___ RECORDS FOR PROCESSING

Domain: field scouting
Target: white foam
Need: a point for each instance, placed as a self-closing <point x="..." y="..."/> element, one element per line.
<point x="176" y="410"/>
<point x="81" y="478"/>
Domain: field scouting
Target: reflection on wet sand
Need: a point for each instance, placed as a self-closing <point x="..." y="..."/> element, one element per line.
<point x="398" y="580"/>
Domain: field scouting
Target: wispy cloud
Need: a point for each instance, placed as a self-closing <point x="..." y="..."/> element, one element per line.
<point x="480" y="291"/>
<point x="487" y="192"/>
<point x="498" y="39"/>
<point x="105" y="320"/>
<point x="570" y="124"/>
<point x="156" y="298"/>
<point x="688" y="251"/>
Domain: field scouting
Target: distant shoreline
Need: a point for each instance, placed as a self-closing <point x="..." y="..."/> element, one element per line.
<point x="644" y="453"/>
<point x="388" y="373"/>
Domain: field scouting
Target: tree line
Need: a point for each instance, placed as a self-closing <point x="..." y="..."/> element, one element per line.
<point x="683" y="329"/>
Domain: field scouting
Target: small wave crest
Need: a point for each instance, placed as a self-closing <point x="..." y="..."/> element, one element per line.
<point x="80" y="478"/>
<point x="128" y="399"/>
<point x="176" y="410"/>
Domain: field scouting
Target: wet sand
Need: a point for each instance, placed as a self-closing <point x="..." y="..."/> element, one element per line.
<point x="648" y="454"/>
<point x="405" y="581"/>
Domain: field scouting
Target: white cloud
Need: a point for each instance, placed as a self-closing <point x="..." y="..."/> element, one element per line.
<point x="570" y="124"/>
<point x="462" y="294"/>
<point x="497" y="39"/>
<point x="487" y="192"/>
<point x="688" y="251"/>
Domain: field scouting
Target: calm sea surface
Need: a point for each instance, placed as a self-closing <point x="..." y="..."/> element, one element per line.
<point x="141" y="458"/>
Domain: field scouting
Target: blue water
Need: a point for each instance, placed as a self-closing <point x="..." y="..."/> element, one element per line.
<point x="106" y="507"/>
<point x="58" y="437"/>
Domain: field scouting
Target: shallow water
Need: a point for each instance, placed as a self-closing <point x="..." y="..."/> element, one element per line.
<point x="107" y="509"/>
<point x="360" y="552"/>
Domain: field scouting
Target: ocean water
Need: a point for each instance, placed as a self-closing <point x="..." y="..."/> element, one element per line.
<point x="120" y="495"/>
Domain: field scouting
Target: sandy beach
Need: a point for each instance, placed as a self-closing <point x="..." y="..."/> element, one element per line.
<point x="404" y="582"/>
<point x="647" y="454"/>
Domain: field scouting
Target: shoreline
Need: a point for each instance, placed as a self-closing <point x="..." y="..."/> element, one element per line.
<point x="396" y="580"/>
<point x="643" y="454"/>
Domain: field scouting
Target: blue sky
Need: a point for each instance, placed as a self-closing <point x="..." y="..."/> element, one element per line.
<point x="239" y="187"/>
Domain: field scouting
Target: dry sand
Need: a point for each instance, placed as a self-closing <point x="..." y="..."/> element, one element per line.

______

DESCRIPTION OF THE TASK: How many lines in the data above contain the word "water"? Reply with the number alone.

WRITTEN ANSWER: 3